### EXERCISE PROMPT
Look for the word "shirt" in the material below, then report each line where it occurs.

### INPUT DATA

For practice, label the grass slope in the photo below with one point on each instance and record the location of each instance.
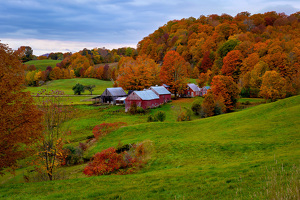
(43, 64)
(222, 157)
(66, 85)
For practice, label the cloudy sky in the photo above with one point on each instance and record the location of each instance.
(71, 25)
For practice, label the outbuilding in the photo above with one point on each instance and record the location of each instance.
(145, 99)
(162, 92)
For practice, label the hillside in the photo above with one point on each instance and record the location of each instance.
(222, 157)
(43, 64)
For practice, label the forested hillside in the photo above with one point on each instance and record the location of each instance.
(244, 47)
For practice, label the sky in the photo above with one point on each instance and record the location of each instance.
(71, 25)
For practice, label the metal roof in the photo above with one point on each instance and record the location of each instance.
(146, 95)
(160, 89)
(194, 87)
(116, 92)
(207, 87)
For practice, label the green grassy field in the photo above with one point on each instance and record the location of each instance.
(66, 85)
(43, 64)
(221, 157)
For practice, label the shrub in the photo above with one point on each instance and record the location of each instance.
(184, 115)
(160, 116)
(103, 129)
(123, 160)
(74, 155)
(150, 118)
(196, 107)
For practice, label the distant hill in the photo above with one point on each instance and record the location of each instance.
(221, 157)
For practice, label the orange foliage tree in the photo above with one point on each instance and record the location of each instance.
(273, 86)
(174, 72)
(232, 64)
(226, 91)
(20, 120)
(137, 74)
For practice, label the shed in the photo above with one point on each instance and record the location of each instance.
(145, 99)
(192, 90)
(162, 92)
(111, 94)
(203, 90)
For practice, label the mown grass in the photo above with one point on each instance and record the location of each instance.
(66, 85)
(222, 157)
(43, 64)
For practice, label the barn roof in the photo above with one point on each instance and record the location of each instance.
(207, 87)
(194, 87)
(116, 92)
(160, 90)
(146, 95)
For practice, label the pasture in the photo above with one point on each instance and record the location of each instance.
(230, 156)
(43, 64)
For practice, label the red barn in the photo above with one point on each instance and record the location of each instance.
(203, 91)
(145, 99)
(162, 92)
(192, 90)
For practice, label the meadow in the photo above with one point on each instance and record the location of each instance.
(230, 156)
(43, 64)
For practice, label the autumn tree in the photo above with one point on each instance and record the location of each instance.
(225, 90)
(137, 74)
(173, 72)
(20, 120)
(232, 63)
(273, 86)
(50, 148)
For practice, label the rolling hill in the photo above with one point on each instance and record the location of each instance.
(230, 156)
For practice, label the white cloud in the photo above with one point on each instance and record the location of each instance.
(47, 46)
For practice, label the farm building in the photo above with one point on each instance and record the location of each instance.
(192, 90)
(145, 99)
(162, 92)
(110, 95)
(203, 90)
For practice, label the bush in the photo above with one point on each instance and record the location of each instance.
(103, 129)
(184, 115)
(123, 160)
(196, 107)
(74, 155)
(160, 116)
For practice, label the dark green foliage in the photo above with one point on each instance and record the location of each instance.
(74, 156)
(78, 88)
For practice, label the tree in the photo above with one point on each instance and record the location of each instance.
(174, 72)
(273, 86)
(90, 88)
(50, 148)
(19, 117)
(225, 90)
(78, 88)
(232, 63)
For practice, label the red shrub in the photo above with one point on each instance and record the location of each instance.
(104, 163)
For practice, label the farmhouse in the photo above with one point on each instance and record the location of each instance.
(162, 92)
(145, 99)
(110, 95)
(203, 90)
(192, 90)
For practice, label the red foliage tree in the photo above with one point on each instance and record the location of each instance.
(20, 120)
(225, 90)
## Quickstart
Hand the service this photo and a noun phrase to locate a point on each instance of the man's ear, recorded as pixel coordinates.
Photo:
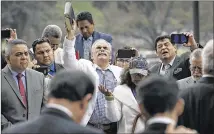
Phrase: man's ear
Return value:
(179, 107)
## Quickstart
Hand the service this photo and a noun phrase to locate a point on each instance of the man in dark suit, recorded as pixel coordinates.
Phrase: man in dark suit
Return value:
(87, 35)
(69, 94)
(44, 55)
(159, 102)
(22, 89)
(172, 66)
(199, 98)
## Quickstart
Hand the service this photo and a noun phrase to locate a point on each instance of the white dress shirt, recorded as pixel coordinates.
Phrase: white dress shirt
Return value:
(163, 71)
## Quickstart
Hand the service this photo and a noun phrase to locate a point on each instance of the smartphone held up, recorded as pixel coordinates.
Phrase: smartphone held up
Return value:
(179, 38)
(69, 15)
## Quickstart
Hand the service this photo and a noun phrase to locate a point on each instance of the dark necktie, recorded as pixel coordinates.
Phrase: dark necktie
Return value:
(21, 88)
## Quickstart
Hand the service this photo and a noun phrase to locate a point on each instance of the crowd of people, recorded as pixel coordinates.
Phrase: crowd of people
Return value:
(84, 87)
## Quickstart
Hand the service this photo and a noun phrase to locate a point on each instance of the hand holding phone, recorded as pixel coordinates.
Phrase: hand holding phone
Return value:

### RESULT OF THIS TASK
Hand the service this photo and a noun phrase to locate a point on each instance of the white dress shirt, recorded as pixel coordinates.
Phrase: white dress shirt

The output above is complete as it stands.